◆ **Assigned task**: Please reproduce each line of the data below exactly as shown.

◆ **Task input**:
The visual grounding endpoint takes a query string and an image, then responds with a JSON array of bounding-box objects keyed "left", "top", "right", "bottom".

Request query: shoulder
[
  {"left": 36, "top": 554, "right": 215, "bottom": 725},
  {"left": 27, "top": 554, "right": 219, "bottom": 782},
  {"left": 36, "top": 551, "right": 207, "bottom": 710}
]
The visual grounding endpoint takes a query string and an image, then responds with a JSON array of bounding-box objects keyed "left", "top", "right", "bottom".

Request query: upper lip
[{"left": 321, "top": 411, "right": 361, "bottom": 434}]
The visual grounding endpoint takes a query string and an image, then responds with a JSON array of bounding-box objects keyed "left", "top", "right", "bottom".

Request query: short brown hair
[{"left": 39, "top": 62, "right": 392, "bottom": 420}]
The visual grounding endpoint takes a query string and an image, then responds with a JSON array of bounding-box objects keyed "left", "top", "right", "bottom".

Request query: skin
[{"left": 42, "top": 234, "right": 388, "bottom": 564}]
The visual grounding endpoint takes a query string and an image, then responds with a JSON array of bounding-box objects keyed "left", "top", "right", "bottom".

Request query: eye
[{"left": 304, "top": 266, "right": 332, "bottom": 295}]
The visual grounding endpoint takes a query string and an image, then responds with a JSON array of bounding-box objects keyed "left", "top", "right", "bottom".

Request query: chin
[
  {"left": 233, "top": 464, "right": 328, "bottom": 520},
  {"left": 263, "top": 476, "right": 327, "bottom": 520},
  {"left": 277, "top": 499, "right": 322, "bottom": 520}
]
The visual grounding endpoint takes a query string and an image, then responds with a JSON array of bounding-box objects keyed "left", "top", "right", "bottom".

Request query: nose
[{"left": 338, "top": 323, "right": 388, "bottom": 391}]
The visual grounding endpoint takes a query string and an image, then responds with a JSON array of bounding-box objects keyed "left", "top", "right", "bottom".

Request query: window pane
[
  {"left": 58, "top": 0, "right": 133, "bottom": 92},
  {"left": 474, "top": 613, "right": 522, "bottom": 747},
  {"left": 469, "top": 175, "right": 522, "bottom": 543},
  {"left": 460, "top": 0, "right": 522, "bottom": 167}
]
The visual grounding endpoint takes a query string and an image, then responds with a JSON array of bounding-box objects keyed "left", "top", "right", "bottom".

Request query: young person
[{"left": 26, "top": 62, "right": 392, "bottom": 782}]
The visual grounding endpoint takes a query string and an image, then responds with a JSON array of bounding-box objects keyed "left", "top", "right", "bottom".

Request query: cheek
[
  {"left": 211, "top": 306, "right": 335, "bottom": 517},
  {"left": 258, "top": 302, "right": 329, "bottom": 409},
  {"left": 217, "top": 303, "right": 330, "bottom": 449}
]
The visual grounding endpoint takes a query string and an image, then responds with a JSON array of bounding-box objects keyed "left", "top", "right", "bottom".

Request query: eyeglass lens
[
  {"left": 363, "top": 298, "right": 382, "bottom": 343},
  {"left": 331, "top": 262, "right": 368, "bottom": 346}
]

◆ **Result for this exercise**:
The visual grounding endpoint takes a query string and an image, then responds with a JSON array of bounding-box objects keyed "left", "top", "right", "bottom".

Request query: shoulder
[
  {"left": 36, "top": 554, "right": 215, "bottom": 725},
  {"left": 27, "top": 554, "right": 219, "bottom": 782},
  {"left": 36, "top": 551, "right": 207, "bottom": 710}
]
The visual grounding endpoint takes a query string and an image, then responds with a JSON array of bounding-box objects keyed "left", "top", "right", "bottom".

Request query: upper lip
[{"left": 321, "top": 411, "right": 361, "bottom": 434}]
The visual grounding endpoint takes a query string and an image, then responds with a JSON array of bounding-box objects keyed "left", "top", "right", "bottom".

Request query: short brown hair
[{"left": 39, "top": 62, "right": 392, "bottom": 420}]
The visual grounding endpoint takes a query string and an image, then responds with a JSON array of bounding-box objects keyed "left", "top", "right", "bottom".

Request query: skin
[{"left": 42, "top": 234, "right": 388, "bottom": 564}]
The visual grounding endpoint takes a query string and an image, then responds with a JSON array of bounding-box objects keyed "left", "top", "right", "bottom".

Request query: eye
[{"left": 304, "top": 266, "right": 332, "bottom": 295}]
The visual grounding endpoint takes a query string and an image, then responds with a JSON array of bounding-box objects keyed "left", "top", "right", "bottom".

Request query: chin
[
  {"left": 233, "top": 464, "right": 328, "bottom": 520},
  {"left": 263, "top": 476, "right": 327, "bottom": 520},
  {"left": 277, "top": 499, "right": 322, "bottom": 520}
]
The visual grounding endpoint takes a query string and an image, then responds with a JSON array of bounding-box objects keyed "left", "top", "right", "bottom".

Request query: nose
[{"left": 338, "top": 323, "right": 388, "bottom": 391}]
The visual grounding endpoint takes a query string and an image, then responds with a JSON array of bounding-box objects keyed "left", "top", "right", "bottom".

Request query: window pane
[
  {"left": 58, "top": 0, "right": 133, "bottom": 92},
  {"left": 474, "top": 613, "right": 522, "bottom": 747},
  {"left": 469, "top": 175, "right": 522, "bottom": 543},
  {"left": 460, "top": 0, "right": 522, "bottom": 167}
]
The visual grounding endpoint takes a query string and an image, then responds with a JSON array of bounding-box objects keyed "left", "top", "right", "bottom".

Request query: young person
[{"left": 26, "top": 62, "right": 392, "bottom": 782}]
The visual grounding endpoint takes a query string and an image, then responds with a JSON array of bounding-box objects keyed "left", "top", "right", "bottom".

Request query: cheek
[
  {"left": 211, "top": 306, "right": 335, "bottom": 517},
  {"left": 258, "top": 302, "right": 329, "bottom": 409},
  {"left": 217, "top": 303, "right": 330, "bottom": 449}
]
The visual grounding endpoint takes a query string and an image, then responds with a JSON array of bounding-box objects keyed "left", "top", "right", "bottom".

Request query: eyeglass lens
[
  {"left": 363, "top": 298, "right": 382, "bottom": 343},
  {"left": 331, "top": 262, "right": 368, "bottom": 346}
]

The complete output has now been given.